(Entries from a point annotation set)
▶
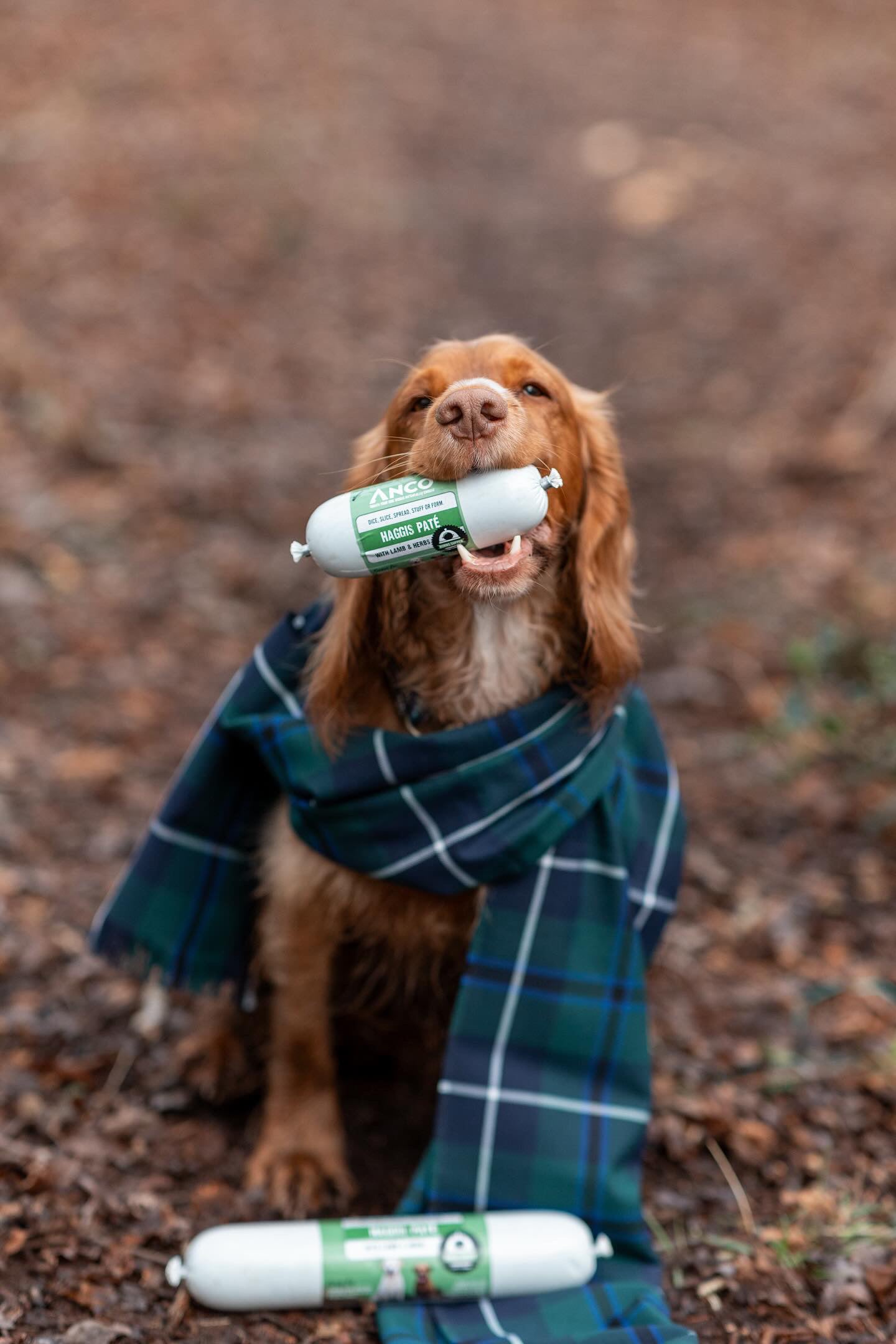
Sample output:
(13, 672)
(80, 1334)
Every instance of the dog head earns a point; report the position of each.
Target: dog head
(476, 406)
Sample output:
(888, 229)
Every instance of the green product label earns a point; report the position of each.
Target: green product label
(411, 519)
(444, 1256)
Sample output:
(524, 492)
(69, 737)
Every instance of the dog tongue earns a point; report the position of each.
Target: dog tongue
(496, 558)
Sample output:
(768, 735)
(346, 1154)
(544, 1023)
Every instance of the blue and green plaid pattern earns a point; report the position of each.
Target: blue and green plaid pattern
(578, 834)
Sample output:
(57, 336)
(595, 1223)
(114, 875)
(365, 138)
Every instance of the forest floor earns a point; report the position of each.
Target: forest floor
(221, 229)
◀
Duplicate all of the data above line for line, leaving out the pictures.

Sample output:
(13, 672)
(80, 1334)
Every instance of the dog head earns a point; report the position of each.
Target: dog head
(476, 406)
Sample output:
(888, 229)
Every instance of the green product label earns a point; report the position of each.
Target: green product label
(411, 519)
(444, 1256)
Sample output:
(524, 492)
(69, 737)
Every instance of the dog tongue earns a point; report the position of each.
Target: dog tongue
(496, 558)
Sample output:
(768, 735)
(346, 1154)
(544, 1023)
Every instance of the blue and green plaid pattern earns a point; report the position of each.
Target: blue and green plaid pattern
(578, 834)
Sample output:
(57, 336)
(595, 1223)
(114, 875)
(365, 138)
Every instance of the forest floor earns a point; report the position of each.
Target: forest floor
(221, 229)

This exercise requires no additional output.